[EXERCISE AIM] Nothing but the lines from the one with "Target: warehouse building" through the final line of the entries below should be written out, each exactly as given.

++++ LISTED RECORDS ++++

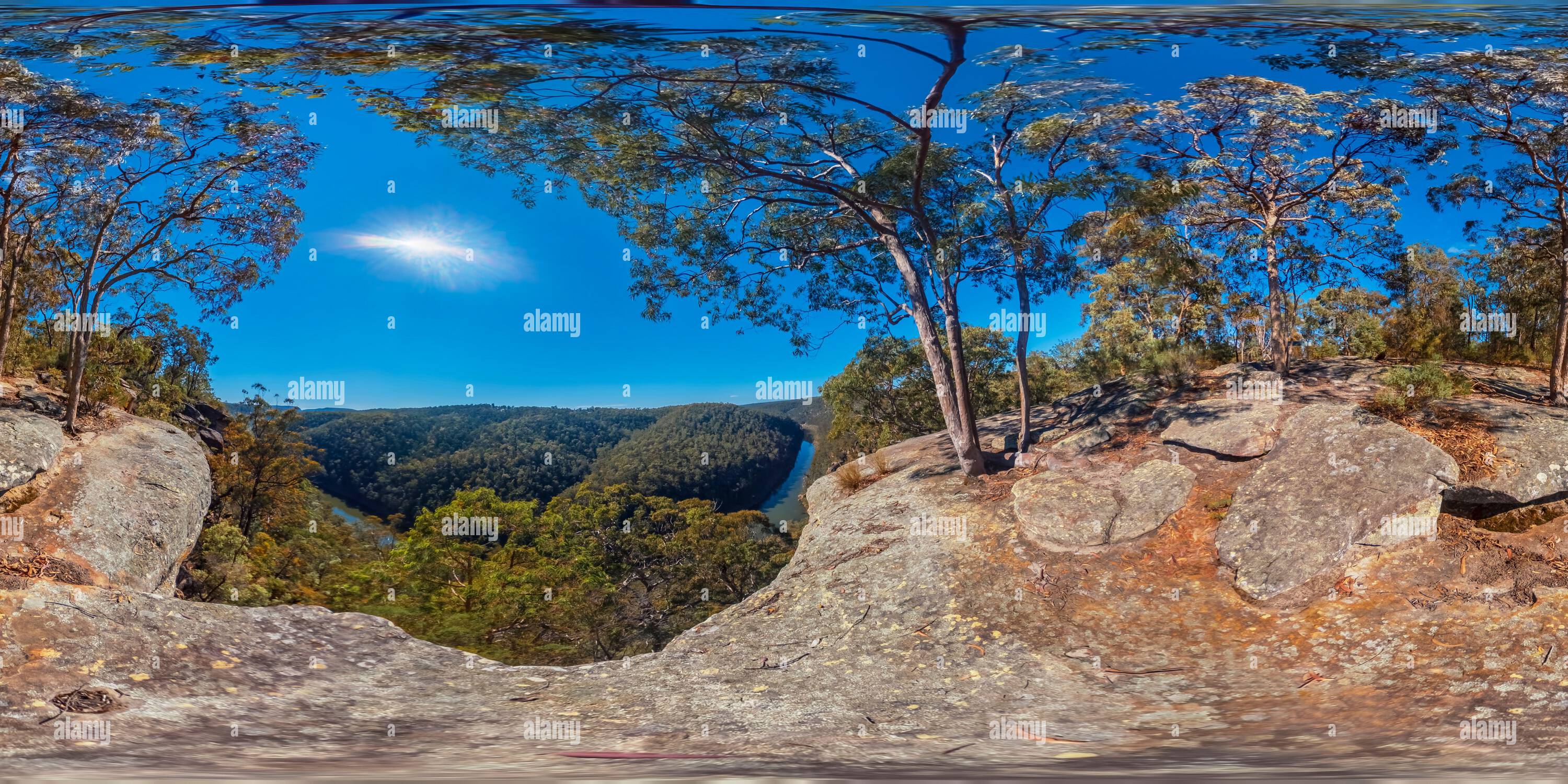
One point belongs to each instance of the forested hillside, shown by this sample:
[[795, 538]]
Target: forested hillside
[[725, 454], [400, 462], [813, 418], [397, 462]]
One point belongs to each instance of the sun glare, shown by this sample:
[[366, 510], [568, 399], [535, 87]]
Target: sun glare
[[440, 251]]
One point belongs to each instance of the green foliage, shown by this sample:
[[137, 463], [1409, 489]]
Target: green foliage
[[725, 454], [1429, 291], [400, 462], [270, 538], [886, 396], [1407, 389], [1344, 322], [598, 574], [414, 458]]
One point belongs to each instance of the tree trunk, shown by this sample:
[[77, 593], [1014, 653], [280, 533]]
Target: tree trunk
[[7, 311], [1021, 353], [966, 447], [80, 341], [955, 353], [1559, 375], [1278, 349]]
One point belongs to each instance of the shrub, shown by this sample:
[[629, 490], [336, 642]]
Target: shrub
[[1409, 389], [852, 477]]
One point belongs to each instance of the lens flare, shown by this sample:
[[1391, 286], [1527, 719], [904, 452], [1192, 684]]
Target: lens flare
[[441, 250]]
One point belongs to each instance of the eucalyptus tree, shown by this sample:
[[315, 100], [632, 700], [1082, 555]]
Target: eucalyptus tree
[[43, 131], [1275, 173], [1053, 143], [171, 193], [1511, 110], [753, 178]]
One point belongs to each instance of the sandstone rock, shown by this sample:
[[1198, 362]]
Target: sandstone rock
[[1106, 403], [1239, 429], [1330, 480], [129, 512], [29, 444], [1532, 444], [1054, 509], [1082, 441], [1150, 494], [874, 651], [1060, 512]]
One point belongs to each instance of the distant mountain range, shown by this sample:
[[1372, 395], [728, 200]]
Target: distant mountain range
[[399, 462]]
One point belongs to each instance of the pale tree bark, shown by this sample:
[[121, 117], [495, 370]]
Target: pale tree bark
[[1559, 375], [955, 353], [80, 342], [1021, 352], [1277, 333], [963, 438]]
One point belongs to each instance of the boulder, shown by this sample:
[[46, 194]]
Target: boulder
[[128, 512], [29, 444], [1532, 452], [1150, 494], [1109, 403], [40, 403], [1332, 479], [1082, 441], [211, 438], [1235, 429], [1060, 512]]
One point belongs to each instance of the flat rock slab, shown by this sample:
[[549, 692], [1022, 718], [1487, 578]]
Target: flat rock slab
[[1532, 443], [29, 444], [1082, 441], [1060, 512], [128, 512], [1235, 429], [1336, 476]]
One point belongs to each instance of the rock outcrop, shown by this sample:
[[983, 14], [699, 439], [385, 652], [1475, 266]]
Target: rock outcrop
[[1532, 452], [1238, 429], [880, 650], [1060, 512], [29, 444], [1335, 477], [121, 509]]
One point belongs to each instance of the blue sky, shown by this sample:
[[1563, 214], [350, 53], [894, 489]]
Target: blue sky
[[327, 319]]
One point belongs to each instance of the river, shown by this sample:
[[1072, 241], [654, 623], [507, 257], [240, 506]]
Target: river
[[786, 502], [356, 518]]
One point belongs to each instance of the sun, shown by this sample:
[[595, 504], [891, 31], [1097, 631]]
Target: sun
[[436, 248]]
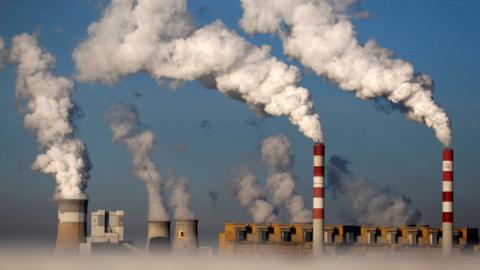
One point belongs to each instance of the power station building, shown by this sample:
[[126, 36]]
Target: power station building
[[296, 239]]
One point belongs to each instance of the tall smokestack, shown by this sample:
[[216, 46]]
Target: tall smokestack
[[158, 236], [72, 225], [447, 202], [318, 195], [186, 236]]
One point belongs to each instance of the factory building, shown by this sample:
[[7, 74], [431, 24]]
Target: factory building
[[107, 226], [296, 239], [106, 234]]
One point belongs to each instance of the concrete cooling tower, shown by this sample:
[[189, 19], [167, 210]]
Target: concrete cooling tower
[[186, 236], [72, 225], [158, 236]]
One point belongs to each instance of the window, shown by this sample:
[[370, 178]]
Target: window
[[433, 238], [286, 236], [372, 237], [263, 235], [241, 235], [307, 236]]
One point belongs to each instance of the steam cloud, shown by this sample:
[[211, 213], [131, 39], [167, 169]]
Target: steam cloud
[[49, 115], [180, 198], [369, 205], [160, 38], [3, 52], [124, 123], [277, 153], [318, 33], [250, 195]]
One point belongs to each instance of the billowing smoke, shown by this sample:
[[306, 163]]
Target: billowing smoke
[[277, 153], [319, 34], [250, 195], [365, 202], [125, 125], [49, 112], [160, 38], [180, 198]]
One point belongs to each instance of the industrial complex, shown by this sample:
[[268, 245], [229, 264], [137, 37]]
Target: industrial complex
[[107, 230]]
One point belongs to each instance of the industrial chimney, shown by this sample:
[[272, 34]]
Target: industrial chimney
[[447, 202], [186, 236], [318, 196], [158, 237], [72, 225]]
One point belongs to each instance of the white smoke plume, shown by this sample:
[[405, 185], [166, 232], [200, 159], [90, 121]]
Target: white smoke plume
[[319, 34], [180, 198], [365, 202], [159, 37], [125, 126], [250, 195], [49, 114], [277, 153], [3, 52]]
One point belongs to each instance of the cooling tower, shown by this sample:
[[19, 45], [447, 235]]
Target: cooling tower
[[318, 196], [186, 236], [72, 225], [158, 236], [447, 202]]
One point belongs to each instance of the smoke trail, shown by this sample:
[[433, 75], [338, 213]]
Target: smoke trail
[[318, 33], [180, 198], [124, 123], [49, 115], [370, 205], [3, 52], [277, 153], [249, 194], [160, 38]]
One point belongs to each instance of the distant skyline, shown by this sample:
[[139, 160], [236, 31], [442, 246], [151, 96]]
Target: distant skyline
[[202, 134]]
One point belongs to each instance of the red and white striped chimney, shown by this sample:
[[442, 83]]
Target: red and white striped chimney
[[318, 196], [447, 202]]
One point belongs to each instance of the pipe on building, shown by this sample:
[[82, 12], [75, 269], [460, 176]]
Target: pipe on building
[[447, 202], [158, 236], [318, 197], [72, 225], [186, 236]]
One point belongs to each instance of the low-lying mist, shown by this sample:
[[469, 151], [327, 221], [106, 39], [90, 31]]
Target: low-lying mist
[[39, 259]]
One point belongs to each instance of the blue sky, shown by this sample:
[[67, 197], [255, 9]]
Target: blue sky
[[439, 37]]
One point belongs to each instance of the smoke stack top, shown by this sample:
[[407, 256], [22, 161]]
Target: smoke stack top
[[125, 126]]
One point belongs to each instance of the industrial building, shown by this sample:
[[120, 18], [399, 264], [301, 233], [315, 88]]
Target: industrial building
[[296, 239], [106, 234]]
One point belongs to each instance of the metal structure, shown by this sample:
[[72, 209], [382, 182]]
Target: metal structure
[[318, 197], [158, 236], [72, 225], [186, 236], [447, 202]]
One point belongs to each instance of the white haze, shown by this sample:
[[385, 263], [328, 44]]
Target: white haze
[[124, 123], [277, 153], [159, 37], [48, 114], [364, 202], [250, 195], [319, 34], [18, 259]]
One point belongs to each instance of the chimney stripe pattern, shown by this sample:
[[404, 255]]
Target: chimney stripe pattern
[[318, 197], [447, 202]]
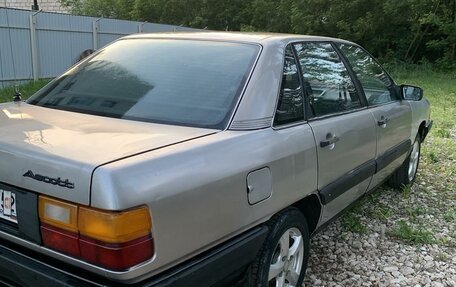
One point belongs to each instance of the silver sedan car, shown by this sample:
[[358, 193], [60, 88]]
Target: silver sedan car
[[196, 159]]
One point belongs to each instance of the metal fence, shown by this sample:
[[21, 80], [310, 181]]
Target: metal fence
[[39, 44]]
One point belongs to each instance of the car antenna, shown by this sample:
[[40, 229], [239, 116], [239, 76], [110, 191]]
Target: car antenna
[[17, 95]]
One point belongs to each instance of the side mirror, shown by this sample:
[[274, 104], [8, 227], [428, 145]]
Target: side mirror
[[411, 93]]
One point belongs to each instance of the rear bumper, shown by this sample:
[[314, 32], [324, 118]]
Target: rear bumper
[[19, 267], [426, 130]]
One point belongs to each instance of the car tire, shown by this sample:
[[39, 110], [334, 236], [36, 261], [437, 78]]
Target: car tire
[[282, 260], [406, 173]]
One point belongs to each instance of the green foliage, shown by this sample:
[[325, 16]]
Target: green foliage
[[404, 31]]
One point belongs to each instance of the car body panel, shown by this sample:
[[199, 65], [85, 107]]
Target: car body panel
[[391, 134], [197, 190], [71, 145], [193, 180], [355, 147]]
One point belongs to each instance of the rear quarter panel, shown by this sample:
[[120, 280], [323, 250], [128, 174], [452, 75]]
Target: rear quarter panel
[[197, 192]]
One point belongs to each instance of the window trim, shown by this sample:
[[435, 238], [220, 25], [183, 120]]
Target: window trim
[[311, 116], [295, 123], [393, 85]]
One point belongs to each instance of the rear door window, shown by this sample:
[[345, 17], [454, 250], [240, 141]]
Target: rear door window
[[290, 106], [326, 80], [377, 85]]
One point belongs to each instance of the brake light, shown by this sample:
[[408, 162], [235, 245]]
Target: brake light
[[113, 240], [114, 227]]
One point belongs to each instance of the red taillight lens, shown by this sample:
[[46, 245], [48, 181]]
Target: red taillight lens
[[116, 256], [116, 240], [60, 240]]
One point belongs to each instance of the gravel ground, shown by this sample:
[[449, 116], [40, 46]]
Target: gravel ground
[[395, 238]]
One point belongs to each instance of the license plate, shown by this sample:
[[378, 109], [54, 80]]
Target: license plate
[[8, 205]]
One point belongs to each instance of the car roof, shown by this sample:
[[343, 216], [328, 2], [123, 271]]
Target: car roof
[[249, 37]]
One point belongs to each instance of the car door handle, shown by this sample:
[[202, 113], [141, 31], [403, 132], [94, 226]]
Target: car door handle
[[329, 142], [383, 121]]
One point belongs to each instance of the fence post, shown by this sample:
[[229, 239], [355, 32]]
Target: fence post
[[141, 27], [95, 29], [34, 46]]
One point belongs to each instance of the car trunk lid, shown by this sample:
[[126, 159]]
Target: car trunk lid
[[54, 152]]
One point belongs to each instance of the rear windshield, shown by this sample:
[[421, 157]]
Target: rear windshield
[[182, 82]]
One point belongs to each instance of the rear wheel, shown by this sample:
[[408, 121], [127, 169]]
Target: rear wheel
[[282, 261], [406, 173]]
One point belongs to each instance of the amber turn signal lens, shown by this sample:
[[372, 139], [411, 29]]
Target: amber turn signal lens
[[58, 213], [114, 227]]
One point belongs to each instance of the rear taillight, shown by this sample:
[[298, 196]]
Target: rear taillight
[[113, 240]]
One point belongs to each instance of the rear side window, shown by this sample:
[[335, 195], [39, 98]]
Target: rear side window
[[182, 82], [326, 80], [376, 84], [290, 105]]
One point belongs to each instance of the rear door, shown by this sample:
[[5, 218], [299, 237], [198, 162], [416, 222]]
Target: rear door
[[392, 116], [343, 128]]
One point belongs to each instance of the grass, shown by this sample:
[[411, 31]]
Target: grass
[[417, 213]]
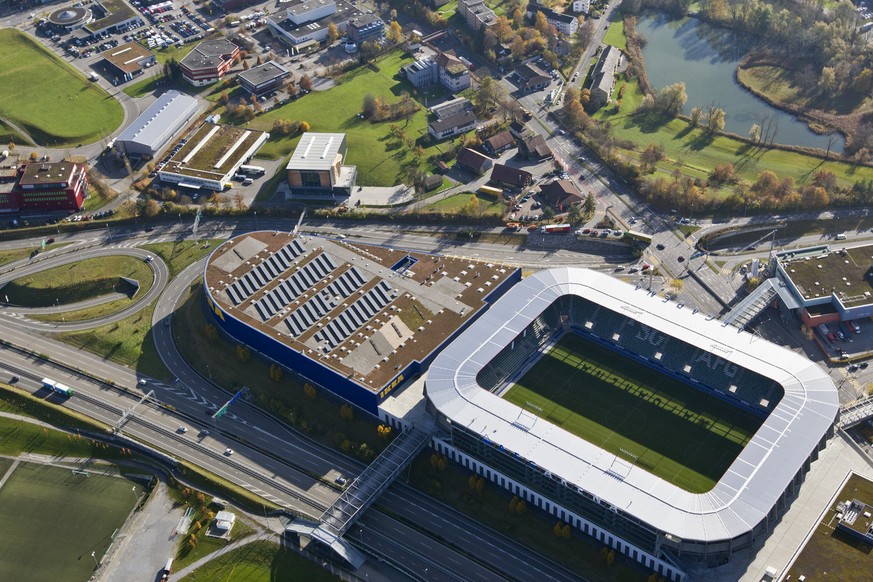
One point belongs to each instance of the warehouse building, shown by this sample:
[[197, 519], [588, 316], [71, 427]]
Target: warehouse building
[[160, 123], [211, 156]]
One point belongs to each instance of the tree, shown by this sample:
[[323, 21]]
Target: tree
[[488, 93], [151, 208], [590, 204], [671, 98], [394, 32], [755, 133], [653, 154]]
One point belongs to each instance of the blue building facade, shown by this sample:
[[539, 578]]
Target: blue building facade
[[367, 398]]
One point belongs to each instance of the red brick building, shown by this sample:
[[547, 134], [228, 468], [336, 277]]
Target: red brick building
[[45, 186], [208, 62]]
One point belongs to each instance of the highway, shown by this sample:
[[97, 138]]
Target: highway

++++

[WRITTEN RESPONSE]
Target: warehouse building
[[160, 123], [211, 156]]
One point belongs to each instance of the tree, shown by this sample:
[[323, 21]]
Target: tree
[[488, 93], [151, 208], [590, 204], [671, 98], [394, 32], [755, 133], [653, 154]]
One point belongs to each instance of the blue building facade, shown by this sample:
[[539, 578]]
Target: blue building facade
[[367, 398]]
One point belongs to each instance of the red brick building, shown by this sample:
[[547, 134], [228, 468], [336, 277]]
Target: red brick building
[[45, 186], [208, 62]]
One point belongs to each instance of the highway, shown by this sample:
[[97, 138]]
Target: highway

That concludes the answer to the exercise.